### Passage

/---

Investors and security holders will be able to
obtain free copies of the Registration Statement and Joint Proxy
Statement, as each may be amended from time to time, and other
relevant documents filed by BCEI and XOG with the SEC (when they
become available) through the website maintained by the SEC at
www.sec.gov. Copies of documents filed with the SEC by BCEI will be
available free of charge from BCEI’s website at www.bonanzacrk.com
under the “Investor Relations” tab or by contacting BCEI’s Investor
Relations Department at (720) 225-6679 or slandreth@bonanzacrk.com.
Copies of documents filed with the SEC by XOG will be available
free of charge from XOG’s website at www.extractionog.com under the
“Investor Relations” tab or by contacting XOG’s Investor Relations
Department at (720) 974-7773 or ir@extractionog.com.

\---

### To be done
[a] In the passage on obtaining BCEI and XOG filings, present the paragraph beginning "Investors and security holders will be able to" as a brief list that keeps its main facts.
[b] Extend the passage on obtaining BCEI and XOG filings with a few sentences that follow on from its final sentence.

### Dataset rows
/---

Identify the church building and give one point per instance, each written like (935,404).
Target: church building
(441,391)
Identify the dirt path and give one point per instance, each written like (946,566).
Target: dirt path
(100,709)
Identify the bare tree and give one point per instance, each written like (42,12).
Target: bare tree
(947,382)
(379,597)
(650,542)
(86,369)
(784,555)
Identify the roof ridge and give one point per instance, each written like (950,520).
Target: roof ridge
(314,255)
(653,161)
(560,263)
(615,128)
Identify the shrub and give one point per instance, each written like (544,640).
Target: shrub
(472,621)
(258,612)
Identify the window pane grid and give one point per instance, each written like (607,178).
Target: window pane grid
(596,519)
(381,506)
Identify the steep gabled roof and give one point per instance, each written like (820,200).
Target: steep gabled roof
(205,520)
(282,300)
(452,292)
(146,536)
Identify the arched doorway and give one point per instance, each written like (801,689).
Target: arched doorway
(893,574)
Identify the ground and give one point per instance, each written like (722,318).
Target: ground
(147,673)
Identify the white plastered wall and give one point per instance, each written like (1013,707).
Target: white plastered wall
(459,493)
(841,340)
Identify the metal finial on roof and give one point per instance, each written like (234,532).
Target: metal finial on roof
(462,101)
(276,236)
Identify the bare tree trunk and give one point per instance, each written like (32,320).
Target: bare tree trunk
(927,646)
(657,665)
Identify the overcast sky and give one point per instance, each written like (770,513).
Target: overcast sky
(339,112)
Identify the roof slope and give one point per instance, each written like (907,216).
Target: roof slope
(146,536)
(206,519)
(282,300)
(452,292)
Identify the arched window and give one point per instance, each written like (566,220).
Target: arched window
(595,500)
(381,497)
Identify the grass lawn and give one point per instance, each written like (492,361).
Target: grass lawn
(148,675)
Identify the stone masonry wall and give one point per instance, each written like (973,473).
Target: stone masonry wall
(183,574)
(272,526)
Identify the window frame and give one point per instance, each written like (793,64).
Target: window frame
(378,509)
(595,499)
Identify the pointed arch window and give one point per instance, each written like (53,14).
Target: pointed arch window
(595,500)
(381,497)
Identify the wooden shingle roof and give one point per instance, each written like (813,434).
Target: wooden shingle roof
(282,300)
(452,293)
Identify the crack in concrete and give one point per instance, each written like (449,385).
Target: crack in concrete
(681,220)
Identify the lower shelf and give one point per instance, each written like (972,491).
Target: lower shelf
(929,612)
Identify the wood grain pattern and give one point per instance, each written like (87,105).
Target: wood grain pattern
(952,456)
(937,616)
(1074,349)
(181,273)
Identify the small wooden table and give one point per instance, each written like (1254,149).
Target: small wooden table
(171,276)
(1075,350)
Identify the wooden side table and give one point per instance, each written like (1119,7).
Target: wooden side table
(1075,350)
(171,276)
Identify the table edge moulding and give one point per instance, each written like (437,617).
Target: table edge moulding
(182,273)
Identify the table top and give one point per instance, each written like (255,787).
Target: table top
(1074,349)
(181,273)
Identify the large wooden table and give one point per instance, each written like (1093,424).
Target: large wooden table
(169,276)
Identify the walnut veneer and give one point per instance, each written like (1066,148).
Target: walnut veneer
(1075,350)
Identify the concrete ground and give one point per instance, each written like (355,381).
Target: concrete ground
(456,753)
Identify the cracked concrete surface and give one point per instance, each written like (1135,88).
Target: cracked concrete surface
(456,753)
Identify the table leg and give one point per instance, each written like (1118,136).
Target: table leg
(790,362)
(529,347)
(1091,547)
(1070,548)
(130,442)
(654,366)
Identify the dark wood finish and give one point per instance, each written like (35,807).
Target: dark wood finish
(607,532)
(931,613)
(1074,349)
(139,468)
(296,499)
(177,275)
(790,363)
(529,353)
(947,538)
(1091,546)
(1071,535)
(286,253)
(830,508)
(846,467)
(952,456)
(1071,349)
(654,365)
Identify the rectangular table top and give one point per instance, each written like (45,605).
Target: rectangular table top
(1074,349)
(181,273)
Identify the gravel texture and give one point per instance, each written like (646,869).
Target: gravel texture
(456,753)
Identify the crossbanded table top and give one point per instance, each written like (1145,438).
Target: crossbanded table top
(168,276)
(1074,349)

\---

### Exercise responses
[a]
- Investors and security holders can obtain free copies of the Registration Statement and Joint Proxy Statement, as amended from time to time, and other relevant documents filed by BCEI and XOG with the SEC, when available, at www.sec.gov.
- BCEI's SEC filings are free on www.bonanzacrk.com under the "Investor Relations" tab, or from BCEI's Investor Relations Department at (720) 225-6679 or slandreth@bonanzacrk.com.
- XOG's SEC filings are free on www.extractionog.com under the "Investor Relations" tab, or from XOG's Investor Relations Department at (720) 974-7773 or ir@extractionog.com.

[b]
Participants in the
Solicitation
BCEI, XOG and their respective directors and
certain of their executive officers and other members of management
and employees may be deemed, under SEC rules, to be participants in
the solicitation of proxies from BCEI’s shareholders and XOG’s
shareholders in connection with the Mergers. Information regarding
the executive officers and directors of BCEI is included in its
definitive proxy statement for its 2021 annual meeting filed with
the SEC on April 28, 2021. Information regarding the executive
officers and directors of XOG is included in its amended annual
report on Form 10-K/A filed with the SEC on April 30, 2021.
Additional information regarding the persons who may be deemed
participants and their direct and indirect interests, by security
holdings or otherwise, will be set forth in the Registration
Statement, Joint Proxy Statement and other materials when they are
filed with the SEC in connection with the Mergers. BCEI filed an
initial Registration Statement and Joint Proxy Statement with the
SEC on July 14, 2021. Free copies of these documents may be
obtained as described in the paragraphs above.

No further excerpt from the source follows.